In the entries below, find the line with "Points = one dot per instance of the green" and print exactly every line from there up to and including the line with "Points = one dot per instance of the white window", with no other lines.
::: Dataset records :::
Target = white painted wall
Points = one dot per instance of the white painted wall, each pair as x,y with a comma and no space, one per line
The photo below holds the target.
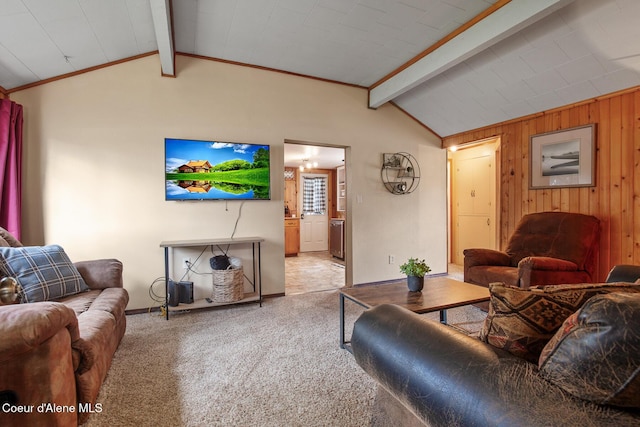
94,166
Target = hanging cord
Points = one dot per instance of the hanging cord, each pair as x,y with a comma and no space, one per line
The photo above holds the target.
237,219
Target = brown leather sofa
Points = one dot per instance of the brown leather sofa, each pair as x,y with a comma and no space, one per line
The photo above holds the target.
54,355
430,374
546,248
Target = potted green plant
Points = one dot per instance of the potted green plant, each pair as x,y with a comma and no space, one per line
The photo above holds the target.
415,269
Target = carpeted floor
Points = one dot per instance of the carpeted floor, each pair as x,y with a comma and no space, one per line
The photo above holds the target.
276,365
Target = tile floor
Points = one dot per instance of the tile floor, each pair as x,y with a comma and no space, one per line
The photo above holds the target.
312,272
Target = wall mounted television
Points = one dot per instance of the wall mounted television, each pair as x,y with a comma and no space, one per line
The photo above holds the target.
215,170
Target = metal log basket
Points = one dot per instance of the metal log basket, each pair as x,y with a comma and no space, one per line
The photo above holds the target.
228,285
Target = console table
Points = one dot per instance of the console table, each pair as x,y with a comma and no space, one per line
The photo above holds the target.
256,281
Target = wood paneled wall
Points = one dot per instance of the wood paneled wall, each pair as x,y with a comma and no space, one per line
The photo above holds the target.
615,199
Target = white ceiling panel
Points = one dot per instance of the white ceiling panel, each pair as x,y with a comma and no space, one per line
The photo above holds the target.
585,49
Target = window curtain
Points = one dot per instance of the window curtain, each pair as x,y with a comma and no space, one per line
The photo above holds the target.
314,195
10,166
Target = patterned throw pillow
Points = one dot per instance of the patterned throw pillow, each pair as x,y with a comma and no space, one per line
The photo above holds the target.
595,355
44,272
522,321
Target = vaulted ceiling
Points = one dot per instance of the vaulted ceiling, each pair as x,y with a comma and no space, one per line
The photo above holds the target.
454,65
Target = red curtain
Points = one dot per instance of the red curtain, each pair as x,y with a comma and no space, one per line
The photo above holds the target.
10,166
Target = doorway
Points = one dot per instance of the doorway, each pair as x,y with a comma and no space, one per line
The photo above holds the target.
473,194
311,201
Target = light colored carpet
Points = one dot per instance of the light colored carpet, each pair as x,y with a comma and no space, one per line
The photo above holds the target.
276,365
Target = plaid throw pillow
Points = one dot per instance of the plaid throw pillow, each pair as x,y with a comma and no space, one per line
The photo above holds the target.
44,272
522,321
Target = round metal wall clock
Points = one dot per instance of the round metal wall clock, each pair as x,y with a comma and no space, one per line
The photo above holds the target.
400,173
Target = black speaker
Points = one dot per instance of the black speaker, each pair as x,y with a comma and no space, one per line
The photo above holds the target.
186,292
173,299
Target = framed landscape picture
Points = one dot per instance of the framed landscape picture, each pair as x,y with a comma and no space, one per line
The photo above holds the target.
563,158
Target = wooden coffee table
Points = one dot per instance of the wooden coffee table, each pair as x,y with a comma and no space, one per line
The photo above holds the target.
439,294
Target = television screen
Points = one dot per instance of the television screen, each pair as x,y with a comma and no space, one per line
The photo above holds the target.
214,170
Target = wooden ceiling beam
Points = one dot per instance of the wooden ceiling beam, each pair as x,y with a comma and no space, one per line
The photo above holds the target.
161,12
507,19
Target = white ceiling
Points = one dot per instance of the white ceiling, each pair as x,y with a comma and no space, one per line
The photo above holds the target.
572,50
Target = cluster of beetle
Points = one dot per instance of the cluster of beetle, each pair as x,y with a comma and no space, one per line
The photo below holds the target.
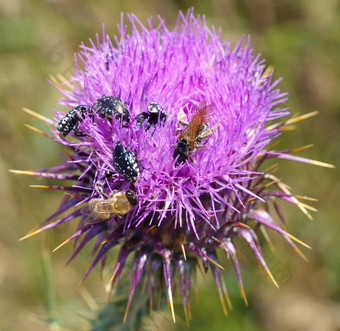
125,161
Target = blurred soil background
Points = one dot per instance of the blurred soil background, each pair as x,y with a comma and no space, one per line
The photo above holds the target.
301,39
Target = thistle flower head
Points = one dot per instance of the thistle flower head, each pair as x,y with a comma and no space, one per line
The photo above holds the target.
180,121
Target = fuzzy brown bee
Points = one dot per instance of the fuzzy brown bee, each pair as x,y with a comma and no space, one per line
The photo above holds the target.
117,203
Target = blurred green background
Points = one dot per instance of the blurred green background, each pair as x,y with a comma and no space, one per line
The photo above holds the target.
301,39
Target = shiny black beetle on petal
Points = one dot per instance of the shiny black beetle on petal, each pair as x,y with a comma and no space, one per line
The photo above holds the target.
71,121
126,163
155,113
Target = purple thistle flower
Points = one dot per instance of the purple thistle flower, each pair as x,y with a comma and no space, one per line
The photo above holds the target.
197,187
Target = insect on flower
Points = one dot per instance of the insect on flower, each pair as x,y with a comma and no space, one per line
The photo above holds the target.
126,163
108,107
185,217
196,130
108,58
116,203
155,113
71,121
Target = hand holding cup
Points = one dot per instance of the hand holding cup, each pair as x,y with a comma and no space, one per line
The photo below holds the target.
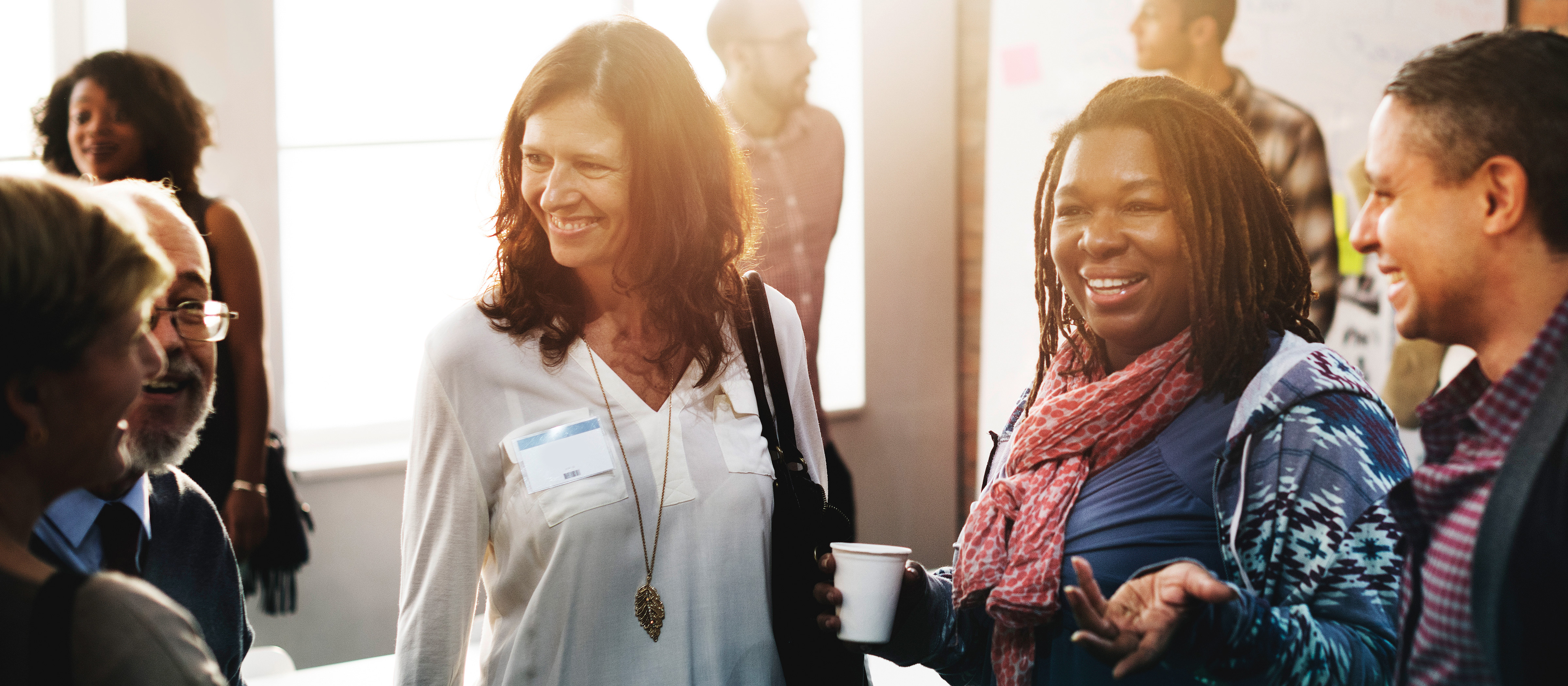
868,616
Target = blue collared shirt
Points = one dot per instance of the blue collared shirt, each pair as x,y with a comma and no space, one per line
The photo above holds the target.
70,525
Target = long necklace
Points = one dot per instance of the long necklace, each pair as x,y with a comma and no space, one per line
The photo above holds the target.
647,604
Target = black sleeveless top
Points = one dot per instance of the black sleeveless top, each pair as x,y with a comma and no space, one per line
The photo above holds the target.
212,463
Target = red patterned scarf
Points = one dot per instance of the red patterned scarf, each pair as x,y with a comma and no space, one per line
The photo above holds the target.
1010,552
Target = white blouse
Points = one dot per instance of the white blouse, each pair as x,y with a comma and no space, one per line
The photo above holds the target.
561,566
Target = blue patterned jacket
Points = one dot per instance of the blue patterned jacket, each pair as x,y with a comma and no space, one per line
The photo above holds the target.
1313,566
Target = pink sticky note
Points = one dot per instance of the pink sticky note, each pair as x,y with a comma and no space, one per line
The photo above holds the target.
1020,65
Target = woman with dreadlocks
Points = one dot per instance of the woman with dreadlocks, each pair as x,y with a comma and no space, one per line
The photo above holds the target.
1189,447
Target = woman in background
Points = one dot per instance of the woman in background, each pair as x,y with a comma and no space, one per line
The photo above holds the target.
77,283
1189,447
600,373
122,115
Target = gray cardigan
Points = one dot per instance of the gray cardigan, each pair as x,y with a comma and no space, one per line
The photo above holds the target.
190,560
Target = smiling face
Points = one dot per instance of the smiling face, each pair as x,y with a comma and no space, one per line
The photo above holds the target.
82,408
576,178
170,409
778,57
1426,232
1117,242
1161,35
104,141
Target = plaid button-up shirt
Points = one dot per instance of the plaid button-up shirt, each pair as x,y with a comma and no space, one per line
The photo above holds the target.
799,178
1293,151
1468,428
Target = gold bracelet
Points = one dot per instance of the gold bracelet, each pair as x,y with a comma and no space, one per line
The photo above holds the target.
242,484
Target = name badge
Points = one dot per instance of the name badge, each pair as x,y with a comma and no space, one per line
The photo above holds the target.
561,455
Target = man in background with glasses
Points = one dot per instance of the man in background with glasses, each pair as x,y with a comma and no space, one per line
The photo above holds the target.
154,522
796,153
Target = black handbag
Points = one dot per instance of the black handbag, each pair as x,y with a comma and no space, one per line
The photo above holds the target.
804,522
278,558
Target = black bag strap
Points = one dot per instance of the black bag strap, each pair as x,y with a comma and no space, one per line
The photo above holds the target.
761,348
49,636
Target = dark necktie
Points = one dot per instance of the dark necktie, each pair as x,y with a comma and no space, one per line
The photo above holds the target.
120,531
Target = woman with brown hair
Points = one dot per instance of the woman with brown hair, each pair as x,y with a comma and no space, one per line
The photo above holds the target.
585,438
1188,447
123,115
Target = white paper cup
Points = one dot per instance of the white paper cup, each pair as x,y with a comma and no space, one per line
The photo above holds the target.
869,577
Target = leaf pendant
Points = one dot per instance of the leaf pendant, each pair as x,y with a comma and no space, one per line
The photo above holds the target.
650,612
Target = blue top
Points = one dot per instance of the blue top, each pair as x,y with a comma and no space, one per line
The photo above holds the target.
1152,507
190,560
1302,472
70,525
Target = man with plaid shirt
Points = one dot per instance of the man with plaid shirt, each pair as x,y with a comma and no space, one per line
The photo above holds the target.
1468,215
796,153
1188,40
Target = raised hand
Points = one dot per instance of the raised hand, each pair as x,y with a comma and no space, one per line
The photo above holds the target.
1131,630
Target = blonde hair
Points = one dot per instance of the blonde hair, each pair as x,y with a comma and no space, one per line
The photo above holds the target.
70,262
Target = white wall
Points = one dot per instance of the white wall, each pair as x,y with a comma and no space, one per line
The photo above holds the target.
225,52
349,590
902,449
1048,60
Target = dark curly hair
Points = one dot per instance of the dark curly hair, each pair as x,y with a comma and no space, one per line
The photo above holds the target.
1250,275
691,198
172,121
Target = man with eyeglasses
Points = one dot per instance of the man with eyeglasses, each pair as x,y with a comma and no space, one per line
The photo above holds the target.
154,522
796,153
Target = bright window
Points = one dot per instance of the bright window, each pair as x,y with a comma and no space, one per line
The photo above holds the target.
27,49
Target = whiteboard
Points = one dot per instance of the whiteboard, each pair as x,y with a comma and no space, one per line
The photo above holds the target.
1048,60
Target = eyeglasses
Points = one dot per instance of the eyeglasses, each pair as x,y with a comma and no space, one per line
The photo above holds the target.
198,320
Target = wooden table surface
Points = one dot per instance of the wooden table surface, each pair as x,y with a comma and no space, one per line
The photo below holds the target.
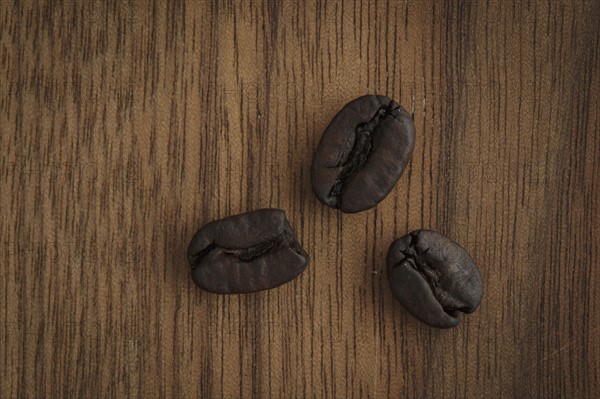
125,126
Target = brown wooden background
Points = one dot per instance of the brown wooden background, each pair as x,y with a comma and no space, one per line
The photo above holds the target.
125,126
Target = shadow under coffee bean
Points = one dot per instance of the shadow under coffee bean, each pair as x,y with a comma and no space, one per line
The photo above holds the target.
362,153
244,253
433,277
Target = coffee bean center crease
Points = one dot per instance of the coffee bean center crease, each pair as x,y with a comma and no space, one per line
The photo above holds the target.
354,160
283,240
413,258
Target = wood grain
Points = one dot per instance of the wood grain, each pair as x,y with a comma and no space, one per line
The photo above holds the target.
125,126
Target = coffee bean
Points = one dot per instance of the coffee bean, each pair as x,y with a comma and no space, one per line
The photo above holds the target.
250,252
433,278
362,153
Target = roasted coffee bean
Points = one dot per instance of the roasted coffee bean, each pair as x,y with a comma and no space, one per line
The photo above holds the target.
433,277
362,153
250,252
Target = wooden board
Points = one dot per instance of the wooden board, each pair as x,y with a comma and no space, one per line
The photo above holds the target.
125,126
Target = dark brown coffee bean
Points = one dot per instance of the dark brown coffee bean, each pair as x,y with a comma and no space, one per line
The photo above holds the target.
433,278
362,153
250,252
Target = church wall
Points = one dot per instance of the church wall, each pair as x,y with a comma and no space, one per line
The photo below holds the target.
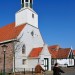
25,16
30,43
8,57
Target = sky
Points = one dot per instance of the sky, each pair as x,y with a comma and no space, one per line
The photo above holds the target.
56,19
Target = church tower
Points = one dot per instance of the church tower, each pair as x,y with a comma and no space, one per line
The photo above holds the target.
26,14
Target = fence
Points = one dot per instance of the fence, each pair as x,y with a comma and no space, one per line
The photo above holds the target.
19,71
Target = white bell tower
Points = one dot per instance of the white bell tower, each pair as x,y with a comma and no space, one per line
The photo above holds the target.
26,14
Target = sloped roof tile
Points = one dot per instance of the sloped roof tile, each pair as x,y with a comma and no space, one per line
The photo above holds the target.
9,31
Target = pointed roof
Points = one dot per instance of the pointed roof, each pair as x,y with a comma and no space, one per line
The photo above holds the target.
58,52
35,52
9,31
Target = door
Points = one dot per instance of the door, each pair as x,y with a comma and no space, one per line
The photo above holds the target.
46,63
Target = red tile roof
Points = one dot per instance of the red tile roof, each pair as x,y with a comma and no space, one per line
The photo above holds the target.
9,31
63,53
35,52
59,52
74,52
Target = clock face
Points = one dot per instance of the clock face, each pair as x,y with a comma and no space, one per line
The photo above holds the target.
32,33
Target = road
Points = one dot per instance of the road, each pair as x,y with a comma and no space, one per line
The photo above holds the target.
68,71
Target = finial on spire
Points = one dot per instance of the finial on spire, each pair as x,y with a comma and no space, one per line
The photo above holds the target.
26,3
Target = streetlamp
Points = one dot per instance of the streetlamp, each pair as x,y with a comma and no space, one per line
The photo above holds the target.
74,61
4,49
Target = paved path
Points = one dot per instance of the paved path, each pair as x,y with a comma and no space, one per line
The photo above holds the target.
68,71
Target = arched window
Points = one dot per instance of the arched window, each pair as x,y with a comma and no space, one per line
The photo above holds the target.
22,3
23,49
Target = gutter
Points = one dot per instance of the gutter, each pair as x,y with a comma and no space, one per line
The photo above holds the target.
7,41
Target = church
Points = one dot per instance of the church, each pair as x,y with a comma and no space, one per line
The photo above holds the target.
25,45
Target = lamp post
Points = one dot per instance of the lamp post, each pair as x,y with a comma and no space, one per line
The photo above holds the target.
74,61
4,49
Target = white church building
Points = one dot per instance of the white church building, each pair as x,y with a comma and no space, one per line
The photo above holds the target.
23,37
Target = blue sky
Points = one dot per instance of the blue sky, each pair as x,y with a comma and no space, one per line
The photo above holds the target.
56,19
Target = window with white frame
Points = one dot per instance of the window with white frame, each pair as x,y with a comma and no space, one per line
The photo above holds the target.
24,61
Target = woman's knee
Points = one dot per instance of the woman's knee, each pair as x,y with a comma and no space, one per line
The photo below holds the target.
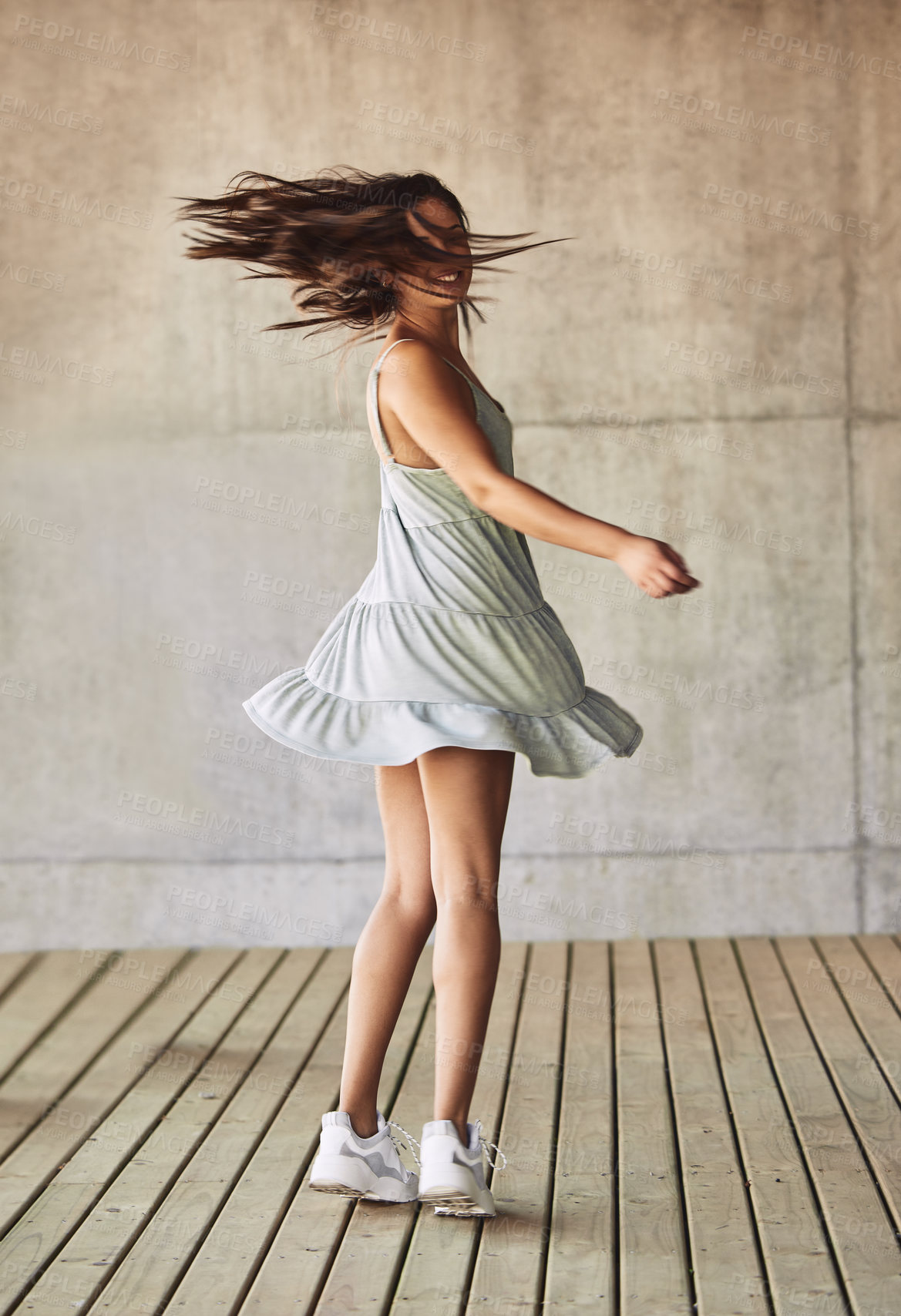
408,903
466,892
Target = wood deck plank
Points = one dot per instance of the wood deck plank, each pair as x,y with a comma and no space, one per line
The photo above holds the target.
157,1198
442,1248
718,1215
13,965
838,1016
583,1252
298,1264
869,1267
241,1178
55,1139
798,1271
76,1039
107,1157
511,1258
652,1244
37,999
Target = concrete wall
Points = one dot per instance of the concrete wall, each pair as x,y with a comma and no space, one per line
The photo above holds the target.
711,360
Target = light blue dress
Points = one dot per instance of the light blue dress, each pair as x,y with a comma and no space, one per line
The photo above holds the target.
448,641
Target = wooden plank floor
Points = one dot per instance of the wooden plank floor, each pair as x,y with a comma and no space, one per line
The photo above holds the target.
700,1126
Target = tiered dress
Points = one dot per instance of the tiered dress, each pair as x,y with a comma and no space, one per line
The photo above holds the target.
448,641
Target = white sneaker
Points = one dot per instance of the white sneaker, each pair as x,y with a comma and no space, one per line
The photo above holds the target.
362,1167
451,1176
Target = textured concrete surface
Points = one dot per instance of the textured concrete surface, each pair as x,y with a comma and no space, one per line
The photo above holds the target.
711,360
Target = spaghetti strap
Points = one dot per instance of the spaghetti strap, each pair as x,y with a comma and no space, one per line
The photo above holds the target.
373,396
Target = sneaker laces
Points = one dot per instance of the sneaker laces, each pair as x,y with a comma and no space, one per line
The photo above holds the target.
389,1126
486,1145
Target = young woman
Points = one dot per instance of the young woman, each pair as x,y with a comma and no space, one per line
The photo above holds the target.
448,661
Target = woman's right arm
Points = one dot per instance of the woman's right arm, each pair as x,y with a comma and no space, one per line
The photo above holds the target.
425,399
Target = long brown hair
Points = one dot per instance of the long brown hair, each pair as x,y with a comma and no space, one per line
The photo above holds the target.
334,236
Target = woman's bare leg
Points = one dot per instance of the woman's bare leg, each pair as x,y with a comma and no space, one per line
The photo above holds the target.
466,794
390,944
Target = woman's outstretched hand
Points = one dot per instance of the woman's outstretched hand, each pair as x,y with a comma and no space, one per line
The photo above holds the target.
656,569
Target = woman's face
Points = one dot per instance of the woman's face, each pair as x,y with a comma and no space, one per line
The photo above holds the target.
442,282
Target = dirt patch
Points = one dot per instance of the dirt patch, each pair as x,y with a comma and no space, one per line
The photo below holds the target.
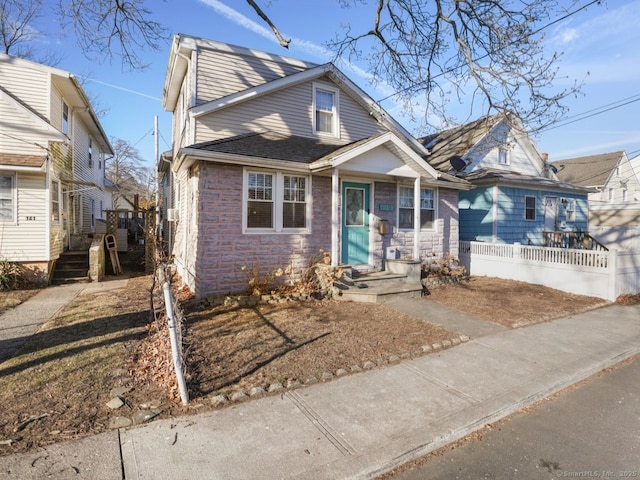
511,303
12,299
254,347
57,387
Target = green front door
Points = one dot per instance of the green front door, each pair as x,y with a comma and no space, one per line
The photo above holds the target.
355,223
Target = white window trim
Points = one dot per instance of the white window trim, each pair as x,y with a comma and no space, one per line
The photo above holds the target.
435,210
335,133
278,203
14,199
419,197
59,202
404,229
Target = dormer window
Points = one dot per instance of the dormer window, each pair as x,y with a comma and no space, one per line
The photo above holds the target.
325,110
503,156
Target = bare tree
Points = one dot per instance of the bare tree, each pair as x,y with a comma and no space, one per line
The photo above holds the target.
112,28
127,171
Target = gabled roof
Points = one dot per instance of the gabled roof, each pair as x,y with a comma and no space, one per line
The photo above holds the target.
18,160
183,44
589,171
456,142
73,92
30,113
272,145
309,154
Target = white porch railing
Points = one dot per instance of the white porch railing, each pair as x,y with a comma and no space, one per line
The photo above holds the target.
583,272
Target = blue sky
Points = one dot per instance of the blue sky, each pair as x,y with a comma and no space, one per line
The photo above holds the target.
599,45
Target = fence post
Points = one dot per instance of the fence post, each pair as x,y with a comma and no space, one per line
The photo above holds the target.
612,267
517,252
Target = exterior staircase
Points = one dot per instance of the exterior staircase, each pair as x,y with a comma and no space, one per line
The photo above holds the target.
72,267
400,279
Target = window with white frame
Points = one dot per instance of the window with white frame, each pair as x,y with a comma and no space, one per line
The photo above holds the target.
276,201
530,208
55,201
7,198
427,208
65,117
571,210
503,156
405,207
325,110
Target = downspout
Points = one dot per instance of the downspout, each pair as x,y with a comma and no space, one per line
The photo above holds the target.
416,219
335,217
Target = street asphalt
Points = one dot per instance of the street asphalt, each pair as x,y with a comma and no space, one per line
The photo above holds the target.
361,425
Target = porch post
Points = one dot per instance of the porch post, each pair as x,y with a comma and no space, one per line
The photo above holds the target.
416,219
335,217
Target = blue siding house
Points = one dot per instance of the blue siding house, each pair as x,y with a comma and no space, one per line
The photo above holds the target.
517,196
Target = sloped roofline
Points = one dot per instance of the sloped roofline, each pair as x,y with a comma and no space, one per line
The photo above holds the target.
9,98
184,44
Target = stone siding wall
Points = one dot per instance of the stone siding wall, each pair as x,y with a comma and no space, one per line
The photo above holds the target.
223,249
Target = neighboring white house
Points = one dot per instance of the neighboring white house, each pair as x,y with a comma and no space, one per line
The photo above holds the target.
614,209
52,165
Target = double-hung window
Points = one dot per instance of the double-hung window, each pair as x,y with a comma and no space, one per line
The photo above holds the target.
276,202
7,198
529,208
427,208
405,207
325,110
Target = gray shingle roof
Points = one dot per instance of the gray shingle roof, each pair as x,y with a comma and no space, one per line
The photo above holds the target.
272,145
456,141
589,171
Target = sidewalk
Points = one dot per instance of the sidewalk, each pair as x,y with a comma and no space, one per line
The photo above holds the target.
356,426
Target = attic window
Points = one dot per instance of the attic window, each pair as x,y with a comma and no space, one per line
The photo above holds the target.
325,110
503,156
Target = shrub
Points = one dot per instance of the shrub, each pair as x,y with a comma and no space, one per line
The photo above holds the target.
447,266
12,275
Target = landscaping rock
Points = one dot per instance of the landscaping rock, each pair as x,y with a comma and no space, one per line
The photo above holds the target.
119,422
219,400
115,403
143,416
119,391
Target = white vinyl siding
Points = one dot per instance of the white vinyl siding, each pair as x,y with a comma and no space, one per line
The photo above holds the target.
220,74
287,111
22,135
:::
**Result for this exercise**
Points = one dot per instance of the green front door, each pair as x,y with a comma and no space, one per line
The photo above holds the target.
355,223
Target = white window trim
Points = one dot per instance of the white window trim, each pair as x,y with a comma and no space, one per line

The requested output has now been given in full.